Goals =>
1) Rewrite everything in the catfish bait thread from "## Cajunsaugeye (Apr" down to "(Feb 3, 2005)", replacing "suckers" with "shad".
2) In the catfish bait thread, what bait size range does Cajunsaugeye say he would personally stick to?

Text shown =>
┄┄┄┄┄┄┄┄┄┄
# Fish Ohio bluegill or bait?



## katfish (Apr 7, 2004)

Gills on spawn again so bait was a little on the large side.










Almost 2 weeks of no flathead runs but hoping the wind change turns them into eating machines.


----------



## wormNbobber (Apr 26, 2014)

I have never had luck catching catfish with blue gill. As cut or fished live.


----------



## winguy7 (Mar 12, 2014)

bait for sure, I caught this one a couple weeks back. I'm 6'7" for perspective.


----------



## winguy7 (Mar 12, 2014)

I'm glad to get an idea of the size of bait you're using though. I always wondered how big I should go.


----------



## katfish (Apr 7, 2004)

Chad got a flathead on the largest bait we had.










We know that because Chad has a rod with a bit larger pyramid that we put the larger baits on.


----------



## katfish (Apr 7, 2004)

Released like all our big flathead

[ame="http://youtu.be/x3JVCLPSZV4"]38.82[/ame]


----------



## Cajunsaugeye (Apr 9, 2013)

Winguy7,I don't,but I know people who use 12-18" suckers,carp,etc. for bait.Unless you wanna go a bit without bites(as in weeks) while waiting on" the one",I'd still personally stick to baits in the 4-7" range.Bigguns will slam those too.

Sent from my VS870 4G using Ohub Campfire mobile app


----------



## Garyoutlaw77 (Feb 3, 2005)

I think I've inadvertently created a trophy Bluegill Pond by weeding out the smaller Fish for a few years 

I have always 2nd guessed myself fishing big Bluegills because they are such strong bait they seem to hide well in any available structure thus leading me to massive snags.


----------
┄┄┄┄┄┄┄┄┄┄
Given data =>
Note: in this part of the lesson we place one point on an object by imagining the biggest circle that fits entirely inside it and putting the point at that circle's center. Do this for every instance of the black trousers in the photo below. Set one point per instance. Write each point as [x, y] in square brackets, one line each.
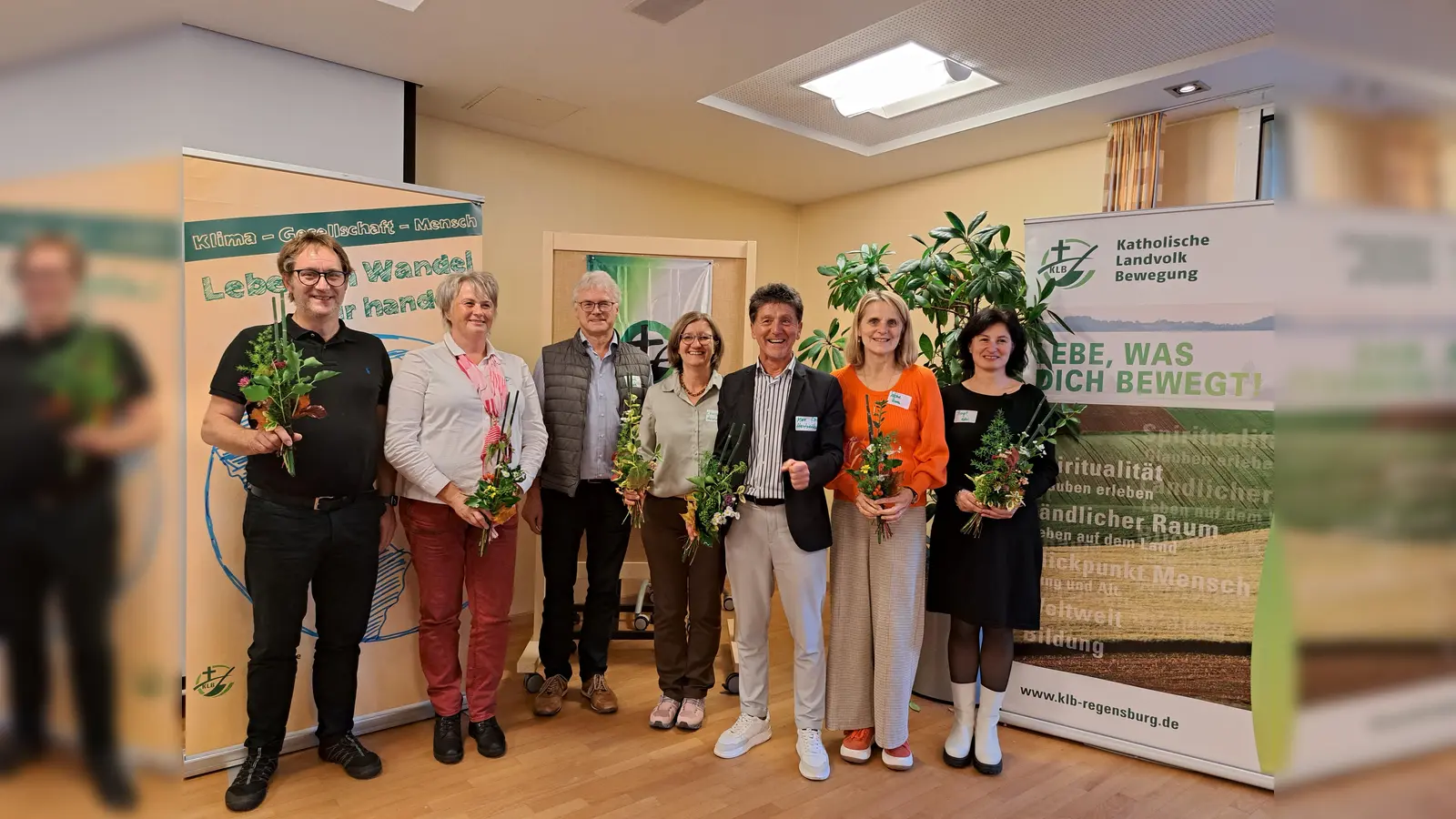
┄┄┄┄┄┄┄┄┄┄
Task responses =>
1)
## Cajunsaugeye (Apr 9, 2013)

Winguy7,I don't,but I know people who use 12-18" shad,carp,etc. for bait.Unless you wanna go a bit without bites(as in weeks) while waiting on" the one",I'd still personally stick to baits in the 4-7" range.Bigguns will slam those too.

Sent from my VS870 4G using Ohub Campfire mobile app


----------



## Garyoutlaw77 (Feb 3, 2005)

2) Baits in the 4-7" range.